- _Exercise instructions_
Write out each line of the records below word for word, but leave the pictures out.

-- START OF Rows --

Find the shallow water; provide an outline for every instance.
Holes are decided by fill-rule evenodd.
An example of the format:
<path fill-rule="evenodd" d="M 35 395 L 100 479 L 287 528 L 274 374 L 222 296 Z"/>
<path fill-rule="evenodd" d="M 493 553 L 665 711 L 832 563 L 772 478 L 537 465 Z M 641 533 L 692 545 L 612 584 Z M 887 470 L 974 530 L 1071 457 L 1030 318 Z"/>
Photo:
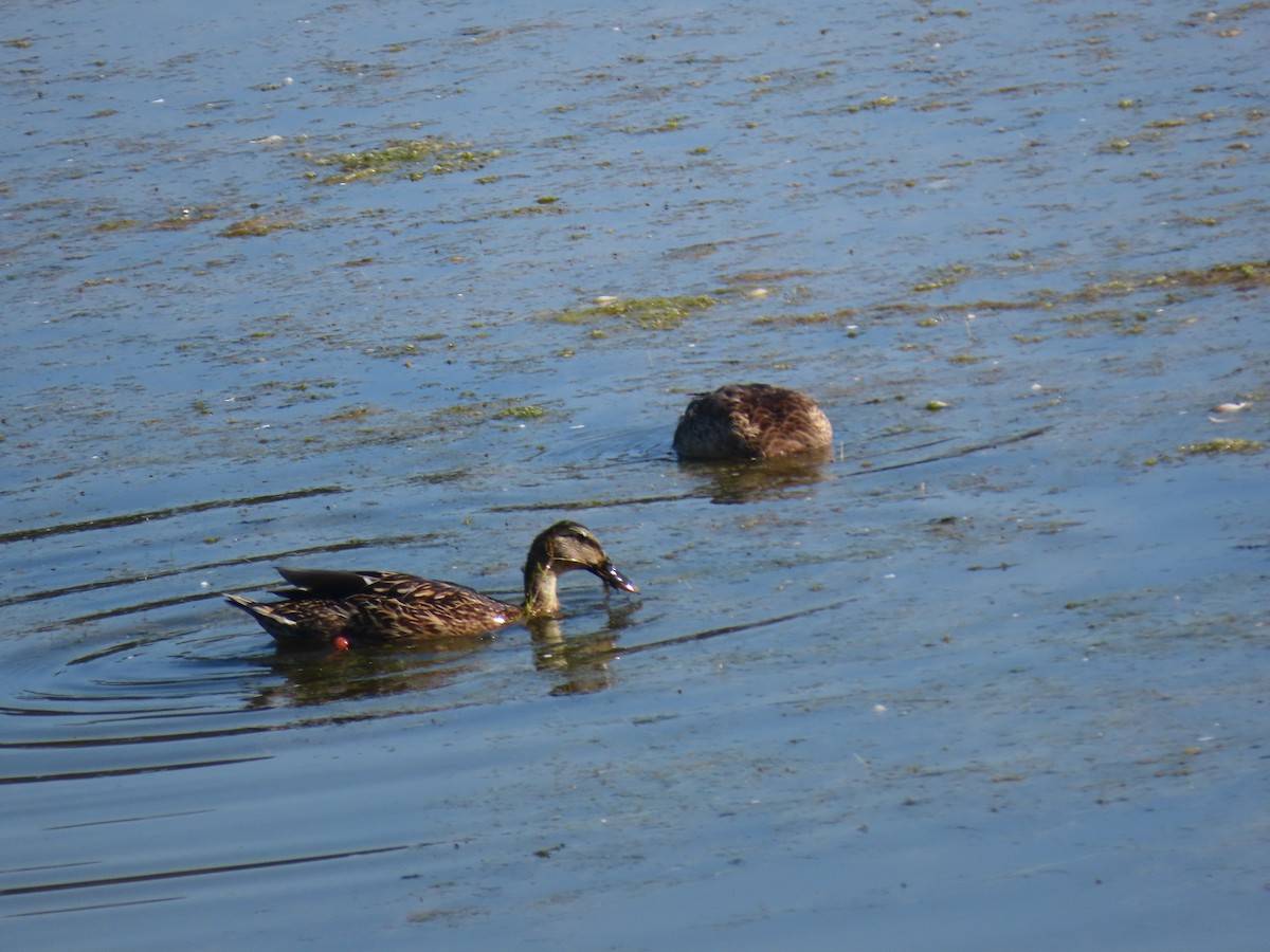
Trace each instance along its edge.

-- END OF Rows --

- _Finished exercise_
Find the shallow water; provide an outline for every instance.
Holes are decided by fill-rule evenodd.
An example of the format:
<path fill-rule="evenodd" d="M 35 395 L 100 479 L 287 528 L 274 374 L 222 296 Z"/>
<path fill-rule="evenodd" d="M 493 553 L 665 711 L 832 563 L 772 478 L 537 465 Z M 641 533 L 692 545 L 612 584 Z M 887 470 L 974 530 L 1071 457 L 1030 318 Z"/>
Photo:
Trace each instance along its edge.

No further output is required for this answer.